Par PAUL CLÉMENT-COLLIN - 23/03/2018

Il y a des voitures qui, de façon rationnelle ou non, vous marquent à jamais. Parmi celles-ci, on trouve bien entendu l’étrange mais désirable Vector W8. Pour ma part, ses exceptionnelles performances (annoncées) m’épataient moins que son design percutant, innovant, brutal mais terriblement sexy. Pour l’amateur d’exception et de singularité que j’étais déjà à l’époque, la W8 semblait tellement plus exotique que les autres supercars de l’époque. Etrangement, lorsque sa prétendue héritière, la Vector M12, fut présentée, le coup de foudre n’eut pas lieu. Quelque chose n’allait plus, ce n’était plus une Vector telle que je l’aimais. Instinctivement, je ressentais que quelque chose ne collait pas sans bien savoir pourquoi. Aujourd’hui, j’ai les réponses à mes questions. Voici donc l’histoire de la Vector M12.

### À faire
a: Dans le texte sur la Vector M12, quel modèle est présenté comme la prétendue héritière de la Vector W8 ?
b: Reproduisez à l'identique le passage du texte sur la Vector M12 commençant par « Il y a des voitures » et se terminant par « la Vector M12. ».

### Données fournies
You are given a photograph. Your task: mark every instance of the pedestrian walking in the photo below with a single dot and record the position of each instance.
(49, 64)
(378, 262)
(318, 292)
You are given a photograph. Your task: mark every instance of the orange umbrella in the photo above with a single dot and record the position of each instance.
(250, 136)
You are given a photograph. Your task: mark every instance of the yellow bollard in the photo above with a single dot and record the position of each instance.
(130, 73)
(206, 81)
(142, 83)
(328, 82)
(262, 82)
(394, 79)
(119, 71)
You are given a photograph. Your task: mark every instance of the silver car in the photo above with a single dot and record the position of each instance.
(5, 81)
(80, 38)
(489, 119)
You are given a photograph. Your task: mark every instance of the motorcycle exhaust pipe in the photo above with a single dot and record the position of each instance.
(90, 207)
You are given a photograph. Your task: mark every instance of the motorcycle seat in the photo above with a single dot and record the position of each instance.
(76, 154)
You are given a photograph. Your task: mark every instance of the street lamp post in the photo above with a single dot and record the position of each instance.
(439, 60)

### Solutions dans l'ordre
a: La Vector M12.

b:
Il y a des voitures qui, de façon rationnelle ou non, vous marquent à jamais. Parmi celles-ci, on trouve bien entendu l’étrange mais désirable Vector W8. Pour ma part, ses exceptionnelles performances (annoncées) m’épataient moins que son design percutant, innovant, brutal mais terriblement sexy. Pour l’amateur d’exception et de singularité que j’étais déjà à l’époque, la W8 semblait tellement plus exotique que les autres supercars de l’époque. Etrangement, lorsque sa prétendue héritière, la Vector M12, fut présentée, le coup de foudre n’eut pas lieu. Quelque chose n’allait plus, ce n’était plus une Vector telle que je l’aimais. Instinctivement, je ressentais que quelque chose ne collait pas sans bien savoir pourquoi. Aujourd’hui, j’ai les réponses à mes questions. Voici donc l’histoire de la Vector M12.